> _Goal_: Copy the records from the line containing "[spot] the brick house, one" through the last record, inclusive, and keep every request line. In the answers, add 75 to each x and y coordinate.

> _Records for processing_:
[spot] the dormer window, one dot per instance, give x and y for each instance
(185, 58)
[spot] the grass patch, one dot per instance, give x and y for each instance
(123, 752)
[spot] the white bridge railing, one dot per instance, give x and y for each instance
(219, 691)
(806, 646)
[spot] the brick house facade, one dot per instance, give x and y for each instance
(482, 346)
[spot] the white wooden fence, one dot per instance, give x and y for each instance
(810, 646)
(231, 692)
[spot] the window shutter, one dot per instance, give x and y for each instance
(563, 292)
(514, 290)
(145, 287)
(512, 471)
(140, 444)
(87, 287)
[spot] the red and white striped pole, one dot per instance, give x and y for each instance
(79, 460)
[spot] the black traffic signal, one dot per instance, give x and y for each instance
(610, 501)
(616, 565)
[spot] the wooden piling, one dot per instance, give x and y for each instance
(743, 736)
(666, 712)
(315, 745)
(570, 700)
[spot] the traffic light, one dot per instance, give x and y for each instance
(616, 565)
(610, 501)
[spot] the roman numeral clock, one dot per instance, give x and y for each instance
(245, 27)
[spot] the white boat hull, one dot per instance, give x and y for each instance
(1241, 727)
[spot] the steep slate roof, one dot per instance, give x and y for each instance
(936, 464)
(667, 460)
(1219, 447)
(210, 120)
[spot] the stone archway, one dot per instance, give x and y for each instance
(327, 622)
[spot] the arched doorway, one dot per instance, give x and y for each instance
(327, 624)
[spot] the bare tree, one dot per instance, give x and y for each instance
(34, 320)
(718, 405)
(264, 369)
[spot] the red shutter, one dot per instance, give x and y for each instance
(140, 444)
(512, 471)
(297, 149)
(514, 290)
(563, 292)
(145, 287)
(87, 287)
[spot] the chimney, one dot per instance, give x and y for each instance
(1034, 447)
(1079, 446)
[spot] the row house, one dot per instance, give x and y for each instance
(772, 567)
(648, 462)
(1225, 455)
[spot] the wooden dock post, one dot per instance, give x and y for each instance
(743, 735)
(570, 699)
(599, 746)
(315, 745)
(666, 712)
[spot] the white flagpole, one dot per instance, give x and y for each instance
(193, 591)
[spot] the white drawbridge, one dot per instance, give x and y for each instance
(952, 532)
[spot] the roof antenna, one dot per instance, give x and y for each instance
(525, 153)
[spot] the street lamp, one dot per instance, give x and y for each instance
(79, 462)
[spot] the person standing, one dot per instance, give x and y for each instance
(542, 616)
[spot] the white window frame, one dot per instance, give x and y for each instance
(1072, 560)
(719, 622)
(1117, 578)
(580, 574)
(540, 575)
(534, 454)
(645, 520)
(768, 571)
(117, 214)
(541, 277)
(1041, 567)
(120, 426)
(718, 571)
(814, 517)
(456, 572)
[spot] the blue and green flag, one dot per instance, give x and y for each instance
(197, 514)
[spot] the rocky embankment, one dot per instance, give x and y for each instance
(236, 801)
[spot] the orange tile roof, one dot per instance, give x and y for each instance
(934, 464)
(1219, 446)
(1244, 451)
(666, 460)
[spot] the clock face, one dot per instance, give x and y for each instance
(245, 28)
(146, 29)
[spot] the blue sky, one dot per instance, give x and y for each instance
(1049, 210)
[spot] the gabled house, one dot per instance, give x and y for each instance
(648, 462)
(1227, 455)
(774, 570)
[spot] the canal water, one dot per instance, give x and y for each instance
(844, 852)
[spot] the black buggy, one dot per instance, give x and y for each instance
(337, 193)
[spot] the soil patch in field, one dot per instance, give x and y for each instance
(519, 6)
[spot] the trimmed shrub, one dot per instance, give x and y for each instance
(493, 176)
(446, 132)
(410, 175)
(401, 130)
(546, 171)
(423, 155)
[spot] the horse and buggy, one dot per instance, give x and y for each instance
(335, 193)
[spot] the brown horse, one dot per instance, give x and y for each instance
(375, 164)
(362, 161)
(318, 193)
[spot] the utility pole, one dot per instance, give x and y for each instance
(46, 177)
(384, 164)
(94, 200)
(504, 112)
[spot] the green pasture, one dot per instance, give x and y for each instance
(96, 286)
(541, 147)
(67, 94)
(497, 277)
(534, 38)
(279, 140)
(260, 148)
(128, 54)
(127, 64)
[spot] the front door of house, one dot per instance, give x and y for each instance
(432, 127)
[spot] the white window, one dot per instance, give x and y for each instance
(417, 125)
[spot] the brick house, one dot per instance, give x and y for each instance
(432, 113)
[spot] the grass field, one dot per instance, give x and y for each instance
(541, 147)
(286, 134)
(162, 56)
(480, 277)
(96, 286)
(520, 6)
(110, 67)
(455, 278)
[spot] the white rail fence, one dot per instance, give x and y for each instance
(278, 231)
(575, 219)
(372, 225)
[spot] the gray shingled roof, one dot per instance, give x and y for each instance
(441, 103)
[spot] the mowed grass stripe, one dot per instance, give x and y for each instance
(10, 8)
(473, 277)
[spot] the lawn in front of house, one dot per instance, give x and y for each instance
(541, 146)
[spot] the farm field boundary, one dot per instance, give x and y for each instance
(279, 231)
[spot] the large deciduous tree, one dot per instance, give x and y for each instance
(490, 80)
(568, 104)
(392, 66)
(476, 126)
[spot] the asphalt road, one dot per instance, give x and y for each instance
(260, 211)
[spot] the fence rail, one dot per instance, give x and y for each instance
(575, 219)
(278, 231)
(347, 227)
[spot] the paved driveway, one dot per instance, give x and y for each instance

> _Correct result_:
[spot] the brick house, one dot per instance, give x and y for each instance
(507, 188)
[spot] the grass field, one dot per instance, give x and y for each instance
(616, 222)
(361, 209)
(237, 131)
(555, 352)
(171, 361)
(595, 81)
(185, 142)
(530, 353)
[spot] the white rail fence, one dot per instance, give x and y for each instance
(353, 306)
(650, 294)
(447, 300)
[spot] the gray shingled roof, one dot per instance, give x and y for each instance
(516, 178)
[spot] the mowed grass stripe, one dot per instance, give x and y for each instance
(85, 83)
(548, 352)
[spot] the lawn in front of house, one dot per instance, give x and y for each instance
(616, 221)
[spot] the farm field boundary, one dot per instance, give x and y for each instance
(354, 306)
[spot] the large deciduous tree, one dot per instance, give x and y for each instance
(565, 155)
(643, 179)
(467, 141)
(551, 201)
[spot] the asphalt road, one dot per instance, give x and y for each instance
(335, 286)
[spot] the fence rail, one dot per instance, give x and y for each instance
(650, 294)
(353, 306)
(422, 302)
[spot] the paved driveway, one dot per instance, give x and y for each instance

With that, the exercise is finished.